■ Work request 1
In the keyboard layout discussion, retype the part that opens with the words containing "[–] Cyyy@lemmy.world 0" and closes with "the DE layout.", keeping every word and mark unchanged.
■ Work request 2
List each distinct username shown in the comment headers of the keyboard layout discussion, counting each name once.
*** Opening Provided text ***
I don't know if they do but if they do I doubt they've improved. The technique taught by many touch typing courses is a recipe for a wrist injury. It blows my mind that regulatory bodies aren't calling for keyboard layout reform. The "normal" row stagger keyboard as well as the qwerty layout should be in museums, not on billions of "modern" computers around the world.

[–] Cyyy@lemmy.world 0 points 2 months ago (2 children)
[–] CosmoNova@lemmy.world 0 points 2 months ago

I like the free stretchies I get from Ctrl+Z on the DE layout.

[–] PotatoesFall@discuss.tchncs.de 0 points 2 months ago

I used to switch back and forth between qwerty and qwertz on two different computers, and the laptop unlock passwords had a z in them. That was tough times.

[–] Contort3860@links.hackliberty.org 0 points 2 months ago (1 children)

As someone who uses colemak only on my phone because I was curious, what kind of layouts and configurateon would you recommend as a new default?

[–] PotatoesFall@discuss.tchncs.de 0 points 2 months ago (2 children)

Funny enough I use Colemak with my ergonomic (split, columnar stagger) keyboards only, and qwerty on mobile (and on my laptop since it has qwerty keyboard labels).

I recommend, in order of increasing effort:

  1. briefly learn touch typing but then develop your own style with a more relaxed wrist position that de-emphasizes excessive hand movement, uncomfortable movements and crazy pinky stretches
  2. get a columnar stagger, split keyboard
  3. learn colemak (I like Colemak DH)
[–] njordomir@lemmy.world 0 points 2 months ago (1 children)

What made you pick Colemak over Dvorak? I am not criticizing your choice, just curious. I chose Dvorak because I found the vowels on the home row cut my hand movement a lot. I fully agree with you on the pinky stretches, that's my worst movement, which I triage by turning on KDE's "Caps Lock is another backspace" option.

[–] PotatoesFall@discuss.tchncs.de 1 points 2 months ago

Dvorak was designed a long time ago for typewriters, i.e. it tries to alternate hand movements, which some people like but many find it makes them slower.

Colemak is meant to be closer to qwerty and was designed for computer keyboards.

Then again I'm sure Dvorak is already miles better than qwerty and the differencesneith Colemak are minor. I think the reason I chose it originally was because of some youtube video but I don't remember what it was called.
*** Closing Provided text ***
*** Opening Data for analysis ***
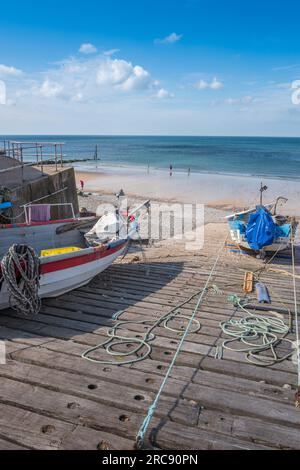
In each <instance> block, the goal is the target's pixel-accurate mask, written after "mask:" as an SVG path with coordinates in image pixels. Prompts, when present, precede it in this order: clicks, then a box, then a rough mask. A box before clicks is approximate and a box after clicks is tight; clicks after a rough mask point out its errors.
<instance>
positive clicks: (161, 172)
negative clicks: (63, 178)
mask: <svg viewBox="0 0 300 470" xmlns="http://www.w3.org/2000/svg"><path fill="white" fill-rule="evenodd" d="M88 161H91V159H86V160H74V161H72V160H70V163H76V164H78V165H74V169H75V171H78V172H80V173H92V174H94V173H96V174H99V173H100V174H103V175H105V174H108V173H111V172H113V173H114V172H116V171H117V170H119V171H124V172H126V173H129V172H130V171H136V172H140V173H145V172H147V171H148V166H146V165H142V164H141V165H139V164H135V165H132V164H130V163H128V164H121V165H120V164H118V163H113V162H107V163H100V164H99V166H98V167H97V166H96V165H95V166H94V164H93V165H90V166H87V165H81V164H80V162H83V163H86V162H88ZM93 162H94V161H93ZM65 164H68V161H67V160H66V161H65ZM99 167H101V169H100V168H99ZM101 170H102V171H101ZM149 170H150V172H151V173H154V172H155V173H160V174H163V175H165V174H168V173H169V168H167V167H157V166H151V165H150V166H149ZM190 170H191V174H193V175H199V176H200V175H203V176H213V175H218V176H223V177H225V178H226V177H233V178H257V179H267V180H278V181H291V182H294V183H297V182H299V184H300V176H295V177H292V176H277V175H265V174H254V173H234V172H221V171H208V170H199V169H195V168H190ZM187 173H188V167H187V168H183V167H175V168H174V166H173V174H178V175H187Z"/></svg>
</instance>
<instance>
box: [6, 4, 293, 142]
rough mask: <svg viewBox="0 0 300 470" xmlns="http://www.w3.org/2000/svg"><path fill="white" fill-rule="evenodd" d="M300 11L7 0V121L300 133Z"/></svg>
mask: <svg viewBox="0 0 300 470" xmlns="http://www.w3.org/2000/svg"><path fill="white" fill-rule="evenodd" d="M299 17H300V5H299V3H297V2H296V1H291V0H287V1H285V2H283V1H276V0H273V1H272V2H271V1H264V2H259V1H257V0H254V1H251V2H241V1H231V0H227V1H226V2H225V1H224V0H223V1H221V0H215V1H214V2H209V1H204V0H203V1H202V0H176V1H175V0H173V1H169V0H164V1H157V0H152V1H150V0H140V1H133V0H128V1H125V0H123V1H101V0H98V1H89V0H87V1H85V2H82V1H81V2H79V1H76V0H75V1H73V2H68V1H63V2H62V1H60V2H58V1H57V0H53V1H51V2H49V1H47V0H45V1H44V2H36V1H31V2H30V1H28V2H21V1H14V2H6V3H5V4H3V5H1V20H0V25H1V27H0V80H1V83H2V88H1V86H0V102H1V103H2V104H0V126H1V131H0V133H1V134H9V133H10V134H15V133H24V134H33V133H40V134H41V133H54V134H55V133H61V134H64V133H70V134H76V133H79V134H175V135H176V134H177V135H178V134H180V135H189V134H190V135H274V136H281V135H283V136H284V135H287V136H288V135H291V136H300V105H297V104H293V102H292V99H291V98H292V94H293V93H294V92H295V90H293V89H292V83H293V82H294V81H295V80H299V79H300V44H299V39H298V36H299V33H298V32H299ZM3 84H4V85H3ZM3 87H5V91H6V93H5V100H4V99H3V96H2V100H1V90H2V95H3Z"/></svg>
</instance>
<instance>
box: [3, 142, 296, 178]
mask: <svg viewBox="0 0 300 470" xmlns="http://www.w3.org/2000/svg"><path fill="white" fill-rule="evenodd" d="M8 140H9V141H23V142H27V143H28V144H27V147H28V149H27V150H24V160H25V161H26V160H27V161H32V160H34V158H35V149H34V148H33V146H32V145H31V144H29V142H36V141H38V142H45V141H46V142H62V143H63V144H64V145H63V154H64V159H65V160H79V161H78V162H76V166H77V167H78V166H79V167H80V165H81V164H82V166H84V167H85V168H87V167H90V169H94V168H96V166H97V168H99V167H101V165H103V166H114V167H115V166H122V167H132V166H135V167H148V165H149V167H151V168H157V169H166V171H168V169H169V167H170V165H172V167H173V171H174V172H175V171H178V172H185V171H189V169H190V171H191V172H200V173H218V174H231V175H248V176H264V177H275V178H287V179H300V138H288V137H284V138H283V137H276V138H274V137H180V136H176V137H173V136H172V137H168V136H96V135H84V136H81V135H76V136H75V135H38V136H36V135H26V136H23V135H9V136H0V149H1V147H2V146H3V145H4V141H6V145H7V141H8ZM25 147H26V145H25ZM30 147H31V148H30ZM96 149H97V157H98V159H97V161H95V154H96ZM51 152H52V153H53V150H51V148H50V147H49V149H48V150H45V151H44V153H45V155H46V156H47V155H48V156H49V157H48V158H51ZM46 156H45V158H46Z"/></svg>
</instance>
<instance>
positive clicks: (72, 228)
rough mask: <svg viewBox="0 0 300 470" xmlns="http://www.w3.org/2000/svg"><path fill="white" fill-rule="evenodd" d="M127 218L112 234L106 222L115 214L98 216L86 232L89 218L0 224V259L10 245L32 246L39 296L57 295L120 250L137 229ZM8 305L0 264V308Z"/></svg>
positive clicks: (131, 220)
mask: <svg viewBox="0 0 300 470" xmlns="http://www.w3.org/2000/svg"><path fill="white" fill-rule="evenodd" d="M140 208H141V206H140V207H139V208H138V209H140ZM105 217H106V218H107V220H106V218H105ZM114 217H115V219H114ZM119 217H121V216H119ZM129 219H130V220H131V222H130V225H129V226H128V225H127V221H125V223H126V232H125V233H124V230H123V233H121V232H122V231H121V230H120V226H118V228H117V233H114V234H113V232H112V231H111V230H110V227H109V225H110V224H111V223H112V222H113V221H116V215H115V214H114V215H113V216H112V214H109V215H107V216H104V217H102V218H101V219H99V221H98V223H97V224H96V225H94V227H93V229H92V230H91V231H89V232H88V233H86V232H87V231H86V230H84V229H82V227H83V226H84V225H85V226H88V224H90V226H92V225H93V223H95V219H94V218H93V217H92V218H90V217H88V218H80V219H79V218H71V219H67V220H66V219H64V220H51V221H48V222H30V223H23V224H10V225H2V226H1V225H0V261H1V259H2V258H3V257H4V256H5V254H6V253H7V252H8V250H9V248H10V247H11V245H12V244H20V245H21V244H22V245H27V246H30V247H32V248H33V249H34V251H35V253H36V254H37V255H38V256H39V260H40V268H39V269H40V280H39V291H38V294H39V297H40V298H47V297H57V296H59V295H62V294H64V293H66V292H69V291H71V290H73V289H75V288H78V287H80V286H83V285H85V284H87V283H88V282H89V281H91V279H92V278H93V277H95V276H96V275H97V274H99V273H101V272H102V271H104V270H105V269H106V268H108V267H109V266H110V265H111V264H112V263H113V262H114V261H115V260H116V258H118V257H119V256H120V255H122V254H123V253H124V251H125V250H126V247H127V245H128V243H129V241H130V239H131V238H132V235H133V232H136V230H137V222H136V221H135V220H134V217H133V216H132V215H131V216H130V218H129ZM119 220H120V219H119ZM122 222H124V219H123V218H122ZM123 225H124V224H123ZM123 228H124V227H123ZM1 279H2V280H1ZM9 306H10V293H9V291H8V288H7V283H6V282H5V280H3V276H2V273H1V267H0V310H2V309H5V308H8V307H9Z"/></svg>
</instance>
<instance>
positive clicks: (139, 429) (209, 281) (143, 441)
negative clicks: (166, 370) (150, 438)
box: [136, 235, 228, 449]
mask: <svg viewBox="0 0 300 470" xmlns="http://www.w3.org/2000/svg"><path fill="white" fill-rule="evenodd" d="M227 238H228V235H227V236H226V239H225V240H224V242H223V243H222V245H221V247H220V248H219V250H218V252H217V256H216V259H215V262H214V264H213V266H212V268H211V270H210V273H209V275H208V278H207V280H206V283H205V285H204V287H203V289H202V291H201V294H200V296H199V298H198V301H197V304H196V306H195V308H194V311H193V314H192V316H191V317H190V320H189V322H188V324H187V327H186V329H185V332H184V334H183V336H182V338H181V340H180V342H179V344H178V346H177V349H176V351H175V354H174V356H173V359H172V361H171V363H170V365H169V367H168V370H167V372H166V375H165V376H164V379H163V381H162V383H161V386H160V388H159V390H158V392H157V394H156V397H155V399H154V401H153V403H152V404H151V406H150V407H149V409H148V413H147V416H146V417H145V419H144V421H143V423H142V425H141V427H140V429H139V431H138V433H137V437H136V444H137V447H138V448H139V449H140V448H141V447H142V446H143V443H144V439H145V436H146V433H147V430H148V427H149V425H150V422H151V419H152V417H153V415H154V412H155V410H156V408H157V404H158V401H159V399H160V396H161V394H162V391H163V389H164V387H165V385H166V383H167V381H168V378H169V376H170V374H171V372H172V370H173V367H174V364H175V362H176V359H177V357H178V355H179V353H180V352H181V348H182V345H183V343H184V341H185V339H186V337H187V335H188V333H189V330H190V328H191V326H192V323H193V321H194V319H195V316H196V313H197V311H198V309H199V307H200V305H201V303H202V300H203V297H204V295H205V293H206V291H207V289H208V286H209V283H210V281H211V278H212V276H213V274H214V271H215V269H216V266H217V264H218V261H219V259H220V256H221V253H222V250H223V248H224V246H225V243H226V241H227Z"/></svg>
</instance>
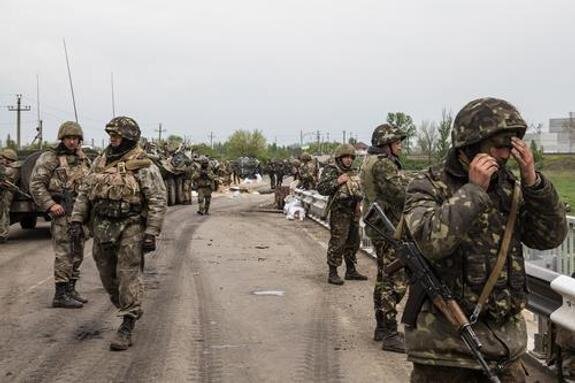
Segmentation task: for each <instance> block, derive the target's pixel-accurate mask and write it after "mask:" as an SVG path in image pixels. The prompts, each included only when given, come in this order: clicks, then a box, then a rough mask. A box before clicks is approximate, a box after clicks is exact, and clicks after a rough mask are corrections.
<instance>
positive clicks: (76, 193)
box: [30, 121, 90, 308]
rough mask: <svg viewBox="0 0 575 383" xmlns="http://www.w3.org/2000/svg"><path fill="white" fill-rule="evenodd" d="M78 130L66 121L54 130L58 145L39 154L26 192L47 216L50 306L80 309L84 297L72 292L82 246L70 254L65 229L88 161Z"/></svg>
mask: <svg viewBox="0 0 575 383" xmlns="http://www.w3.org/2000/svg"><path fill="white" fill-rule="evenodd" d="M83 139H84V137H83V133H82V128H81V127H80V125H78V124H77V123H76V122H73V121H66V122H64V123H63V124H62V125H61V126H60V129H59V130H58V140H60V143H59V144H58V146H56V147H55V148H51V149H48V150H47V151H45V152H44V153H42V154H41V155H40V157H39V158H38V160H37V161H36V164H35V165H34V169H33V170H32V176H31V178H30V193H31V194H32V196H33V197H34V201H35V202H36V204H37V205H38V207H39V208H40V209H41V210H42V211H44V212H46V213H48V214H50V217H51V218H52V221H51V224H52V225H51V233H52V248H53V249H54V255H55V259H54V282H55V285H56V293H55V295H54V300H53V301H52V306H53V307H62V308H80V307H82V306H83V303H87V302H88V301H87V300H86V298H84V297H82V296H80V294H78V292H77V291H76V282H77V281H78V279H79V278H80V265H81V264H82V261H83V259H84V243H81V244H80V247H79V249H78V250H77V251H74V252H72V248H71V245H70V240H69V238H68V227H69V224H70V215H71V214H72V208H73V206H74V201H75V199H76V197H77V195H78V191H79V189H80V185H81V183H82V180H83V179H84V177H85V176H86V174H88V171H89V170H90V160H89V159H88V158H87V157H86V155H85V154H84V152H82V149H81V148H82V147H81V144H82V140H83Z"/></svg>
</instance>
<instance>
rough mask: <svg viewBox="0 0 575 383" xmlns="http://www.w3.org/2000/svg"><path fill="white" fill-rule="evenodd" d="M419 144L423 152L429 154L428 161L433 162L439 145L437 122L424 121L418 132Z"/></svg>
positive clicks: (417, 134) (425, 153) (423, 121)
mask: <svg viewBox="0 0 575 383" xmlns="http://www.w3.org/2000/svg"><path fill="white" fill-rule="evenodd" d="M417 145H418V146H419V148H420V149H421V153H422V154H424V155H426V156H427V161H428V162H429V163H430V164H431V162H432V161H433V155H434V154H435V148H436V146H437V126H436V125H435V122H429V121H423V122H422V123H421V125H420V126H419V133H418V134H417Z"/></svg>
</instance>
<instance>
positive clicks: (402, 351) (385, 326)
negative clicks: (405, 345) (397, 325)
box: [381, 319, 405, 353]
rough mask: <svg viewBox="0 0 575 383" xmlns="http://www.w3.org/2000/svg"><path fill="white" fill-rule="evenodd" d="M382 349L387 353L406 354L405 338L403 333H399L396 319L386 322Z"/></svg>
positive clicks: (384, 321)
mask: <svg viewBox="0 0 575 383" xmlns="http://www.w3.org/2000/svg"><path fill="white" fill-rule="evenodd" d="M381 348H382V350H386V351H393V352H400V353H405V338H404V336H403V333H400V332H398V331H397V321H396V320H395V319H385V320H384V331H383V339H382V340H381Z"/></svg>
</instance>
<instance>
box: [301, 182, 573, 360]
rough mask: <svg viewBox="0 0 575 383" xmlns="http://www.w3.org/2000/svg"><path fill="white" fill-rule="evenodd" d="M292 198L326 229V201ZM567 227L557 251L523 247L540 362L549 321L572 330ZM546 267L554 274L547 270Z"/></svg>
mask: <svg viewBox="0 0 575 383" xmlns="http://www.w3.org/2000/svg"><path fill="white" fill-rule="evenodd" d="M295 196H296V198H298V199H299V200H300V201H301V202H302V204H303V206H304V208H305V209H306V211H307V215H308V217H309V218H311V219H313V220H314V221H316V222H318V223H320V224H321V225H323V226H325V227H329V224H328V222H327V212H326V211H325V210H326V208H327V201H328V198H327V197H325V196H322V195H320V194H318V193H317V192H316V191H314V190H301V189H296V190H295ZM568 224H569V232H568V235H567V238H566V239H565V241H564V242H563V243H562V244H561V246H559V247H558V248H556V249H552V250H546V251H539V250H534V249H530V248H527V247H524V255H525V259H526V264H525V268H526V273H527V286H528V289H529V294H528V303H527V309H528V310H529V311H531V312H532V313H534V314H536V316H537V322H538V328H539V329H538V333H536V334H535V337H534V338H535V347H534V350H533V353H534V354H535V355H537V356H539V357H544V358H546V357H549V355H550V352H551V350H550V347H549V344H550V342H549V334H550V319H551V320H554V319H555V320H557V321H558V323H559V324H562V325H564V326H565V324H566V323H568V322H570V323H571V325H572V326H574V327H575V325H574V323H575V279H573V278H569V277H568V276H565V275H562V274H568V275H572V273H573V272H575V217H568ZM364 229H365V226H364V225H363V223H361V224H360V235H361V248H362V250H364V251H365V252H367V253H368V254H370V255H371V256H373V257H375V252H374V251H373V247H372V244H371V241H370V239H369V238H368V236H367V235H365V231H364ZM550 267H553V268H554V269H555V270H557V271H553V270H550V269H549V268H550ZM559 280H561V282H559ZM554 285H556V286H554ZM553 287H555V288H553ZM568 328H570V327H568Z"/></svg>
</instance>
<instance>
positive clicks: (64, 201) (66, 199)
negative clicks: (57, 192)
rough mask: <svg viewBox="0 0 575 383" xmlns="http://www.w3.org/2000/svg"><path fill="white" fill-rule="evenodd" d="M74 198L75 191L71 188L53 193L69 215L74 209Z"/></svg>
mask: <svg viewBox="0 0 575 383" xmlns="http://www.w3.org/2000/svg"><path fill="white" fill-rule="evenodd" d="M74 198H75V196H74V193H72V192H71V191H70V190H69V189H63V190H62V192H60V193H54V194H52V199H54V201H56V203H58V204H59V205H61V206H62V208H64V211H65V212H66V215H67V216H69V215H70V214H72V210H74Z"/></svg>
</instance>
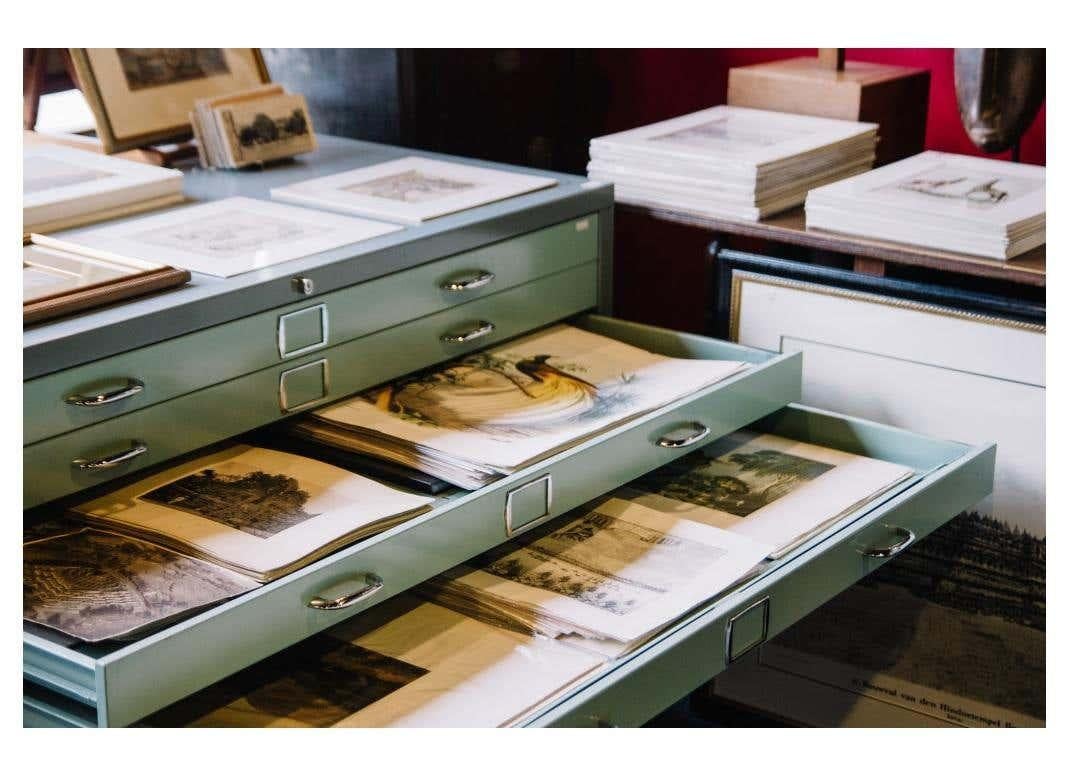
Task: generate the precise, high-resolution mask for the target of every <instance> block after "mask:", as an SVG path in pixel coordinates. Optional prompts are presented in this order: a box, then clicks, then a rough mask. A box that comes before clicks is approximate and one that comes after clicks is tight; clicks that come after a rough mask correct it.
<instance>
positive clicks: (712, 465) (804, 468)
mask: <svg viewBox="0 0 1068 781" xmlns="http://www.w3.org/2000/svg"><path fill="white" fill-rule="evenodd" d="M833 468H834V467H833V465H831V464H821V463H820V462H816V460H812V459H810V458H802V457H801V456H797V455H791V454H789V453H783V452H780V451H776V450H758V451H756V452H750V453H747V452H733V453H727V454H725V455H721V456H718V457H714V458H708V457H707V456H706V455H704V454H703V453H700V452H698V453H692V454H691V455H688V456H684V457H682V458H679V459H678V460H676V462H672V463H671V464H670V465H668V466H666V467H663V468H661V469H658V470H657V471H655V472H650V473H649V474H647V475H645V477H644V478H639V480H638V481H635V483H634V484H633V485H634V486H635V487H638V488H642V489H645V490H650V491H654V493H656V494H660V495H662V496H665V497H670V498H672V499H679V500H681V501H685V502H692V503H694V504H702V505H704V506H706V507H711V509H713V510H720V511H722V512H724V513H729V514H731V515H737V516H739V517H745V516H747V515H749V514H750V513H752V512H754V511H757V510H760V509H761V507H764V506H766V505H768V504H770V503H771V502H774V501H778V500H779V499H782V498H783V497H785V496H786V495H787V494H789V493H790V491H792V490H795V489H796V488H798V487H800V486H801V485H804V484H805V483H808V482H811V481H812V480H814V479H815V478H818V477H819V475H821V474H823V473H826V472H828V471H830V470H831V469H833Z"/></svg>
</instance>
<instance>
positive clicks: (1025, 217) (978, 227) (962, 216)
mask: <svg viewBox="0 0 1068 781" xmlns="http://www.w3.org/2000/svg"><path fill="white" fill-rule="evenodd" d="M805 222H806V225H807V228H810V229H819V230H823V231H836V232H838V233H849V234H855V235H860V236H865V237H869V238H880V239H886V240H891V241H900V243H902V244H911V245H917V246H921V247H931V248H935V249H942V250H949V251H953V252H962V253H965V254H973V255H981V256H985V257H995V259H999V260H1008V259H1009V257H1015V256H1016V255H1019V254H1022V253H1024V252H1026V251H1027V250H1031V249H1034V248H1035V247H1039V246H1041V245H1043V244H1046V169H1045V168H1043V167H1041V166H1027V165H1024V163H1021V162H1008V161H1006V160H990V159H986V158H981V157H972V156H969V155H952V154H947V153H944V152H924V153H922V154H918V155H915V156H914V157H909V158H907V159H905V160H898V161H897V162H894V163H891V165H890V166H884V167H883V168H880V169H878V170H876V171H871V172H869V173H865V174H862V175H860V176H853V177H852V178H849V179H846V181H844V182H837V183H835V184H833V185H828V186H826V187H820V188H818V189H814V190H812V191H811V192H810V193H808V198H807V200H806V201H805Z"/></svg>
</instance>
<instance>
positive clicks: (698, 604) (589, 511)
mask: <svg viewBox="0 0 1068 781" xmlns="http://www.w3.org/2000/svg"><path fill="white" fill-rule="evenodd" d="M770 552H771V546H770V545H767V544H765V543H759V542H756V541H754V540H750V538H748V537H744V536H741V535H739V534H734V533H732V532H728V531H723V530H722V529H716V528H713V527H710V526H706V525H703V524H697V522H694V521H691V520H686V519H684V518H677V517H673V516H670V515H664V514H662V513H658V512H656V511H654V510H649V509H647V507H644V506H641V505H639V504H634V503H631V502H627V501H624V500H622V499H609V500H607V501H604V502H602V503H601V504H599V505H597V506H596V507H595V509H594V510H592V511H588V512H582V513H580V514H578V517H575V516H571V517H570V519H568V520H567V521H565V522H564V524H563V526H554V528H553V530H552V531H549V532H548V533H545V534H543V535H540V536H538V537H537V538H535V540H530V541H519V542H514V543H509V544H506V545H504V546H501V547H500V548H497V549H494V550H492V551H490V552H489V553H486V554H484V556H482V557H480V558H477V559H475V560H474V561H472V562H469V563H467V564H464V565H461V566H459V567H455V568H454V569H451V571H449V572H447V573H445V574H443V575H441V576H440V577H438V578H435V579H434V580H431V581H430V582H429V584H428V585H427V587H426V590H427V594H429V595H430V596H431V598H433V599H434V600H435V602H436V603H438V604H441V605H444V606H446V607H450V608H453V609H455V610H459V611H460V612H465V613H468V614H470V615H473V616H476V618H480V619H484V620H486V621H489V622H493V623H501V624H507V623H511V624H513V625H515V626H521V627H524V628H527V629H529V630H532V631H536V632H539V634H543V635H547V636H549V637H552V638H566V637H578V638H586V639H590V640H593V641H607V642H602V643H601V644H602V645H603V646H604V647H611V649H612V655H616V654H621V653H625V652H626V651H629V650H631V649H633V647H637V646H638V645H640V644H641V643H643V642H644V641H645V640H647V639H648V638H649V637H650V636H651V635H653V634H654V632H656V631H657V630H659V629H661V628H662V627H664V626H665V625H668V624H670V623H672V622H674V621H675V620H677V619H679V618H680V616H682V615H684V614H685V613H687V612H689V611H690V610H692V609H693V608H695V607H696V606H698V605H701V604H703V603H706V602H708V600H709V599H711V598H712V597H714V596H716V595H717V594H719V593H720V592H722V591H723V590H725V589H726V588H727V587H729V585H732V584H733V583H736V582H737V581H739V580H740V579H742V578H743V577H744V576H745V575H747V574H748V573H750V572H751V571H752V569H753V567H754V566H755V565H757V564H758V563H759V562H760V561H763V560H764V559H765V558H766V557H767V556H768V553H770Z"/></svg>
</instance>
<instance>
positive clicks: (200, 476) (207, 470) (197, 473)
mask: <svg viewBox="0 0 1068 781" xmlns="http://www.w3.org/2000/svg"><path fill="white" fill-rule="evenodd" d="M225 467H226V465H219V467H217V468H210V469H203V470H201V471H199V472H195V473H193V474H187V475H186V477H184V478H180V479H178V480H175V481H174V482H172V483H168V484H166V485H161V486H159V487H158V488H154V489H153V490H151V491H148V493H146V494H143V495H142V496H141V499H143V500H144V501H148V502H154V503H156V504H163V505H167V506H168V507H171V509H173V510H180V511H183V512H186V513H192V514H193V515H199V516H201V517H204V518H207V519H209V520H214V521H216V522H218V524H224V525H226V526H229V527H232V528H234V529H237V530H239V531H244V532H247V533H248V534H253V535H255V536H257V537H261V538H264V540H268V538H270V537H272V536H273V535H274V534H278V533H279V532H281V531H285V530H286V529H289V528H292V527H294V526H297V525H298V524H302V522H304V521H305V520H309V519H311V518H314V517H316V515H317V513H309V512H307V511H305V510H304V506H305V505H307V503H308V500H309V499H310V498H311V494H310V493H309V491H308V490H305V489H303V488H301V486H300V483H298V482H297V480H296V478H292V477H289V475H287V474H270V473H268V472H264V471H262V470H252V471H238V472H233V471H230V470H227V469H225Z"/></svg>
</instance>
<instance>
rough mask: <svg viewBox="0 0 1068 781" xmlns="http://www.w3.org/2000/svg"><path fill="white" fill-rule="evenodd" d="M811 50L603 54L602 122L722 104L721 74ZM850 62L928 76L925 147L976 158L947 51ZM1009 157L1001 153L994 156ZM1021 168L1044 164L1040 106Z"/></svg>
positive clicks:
*** Closing Data for analysis ***
■ Your solution 1
[–] Cyyy@lemmy.world 0 points 2 months ago (2 children)
[–] CosmoNova@lemmy.world 0 points 2 months ago

I like the free stretchies I get from Ctrl+Z on the DE layout.

■ Your solution 2
- Cyyy@lemmy.world
- CosmoNova@lemmy.world
- PotatoesFall@discuss.tchncs.de
- Contort3860@links.hackliberty.org
- njordomir@lemmy.world